Challenge 1: In the conference post below, how soon does the I.A.I. hope to have all the papers up on its website?

No politicians, little (virtually nil) press.

The I.A.I. hopes to have all the papers up on their website in two to three
weeks. (depending on author copyright permission) 
The papers/proceedings will be well worth a day or two's browse if you are
seriously interested in TP.
 Hopefully they will also have the poster presentations which I found
especially interesting and did not get time to study in more detail. 
 I took extensive notes of lectures  and would be happy to help explain any
lectures that might be a bit brief and truncated in a web PP presentation.

I will make a few posts about the conference over the next little while when
my head stops spinning. 
People were very nice, friendly and talkative even if sometimes suffering
from a touch of Aspergers
Judging from the limited number of people I was able to talk to (I should
have stayed for dinner and field trips) and some good guessing there was:- 
No one from hypography , I person from permaculture,(the guy who started the
TP link there) and about six-8 from this Bio, Terra preta mailing-list.

 People really wanted more info. I tried to get the organizers to promote
the various net forum (s) but failed.(They set a cracking pace with little
time for digression) 
 Perhaps Hypog and TP list will be mentioned when all the papers come out.

Material shown:
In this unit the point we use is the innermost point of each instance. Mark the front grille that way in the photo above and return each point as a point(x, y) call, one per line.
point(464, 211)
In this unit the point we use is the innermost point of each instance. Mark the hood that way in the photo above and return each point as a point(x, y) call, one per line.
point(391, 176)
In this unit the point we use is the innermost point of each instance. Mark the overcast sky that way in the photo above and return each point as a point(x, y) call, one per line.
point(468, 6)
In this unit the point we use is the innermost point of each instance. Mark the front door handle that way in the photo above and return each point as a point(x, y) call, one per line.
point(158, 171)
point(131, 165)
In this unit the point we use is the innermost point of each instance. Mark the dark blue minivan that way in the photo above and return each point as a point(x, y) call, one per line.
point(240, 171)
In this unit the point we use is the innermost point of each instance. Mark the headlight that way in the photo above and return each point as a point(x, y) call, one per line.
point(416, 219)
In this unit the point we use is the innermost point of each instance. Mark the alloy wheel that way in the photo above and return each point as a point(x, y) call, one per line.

Challenge 2: Count the lines of the records above that contain the word "front", and give only the number.

Complete response 1: In two to three weeks, depending on author copyright permission.

Complete response 2: 2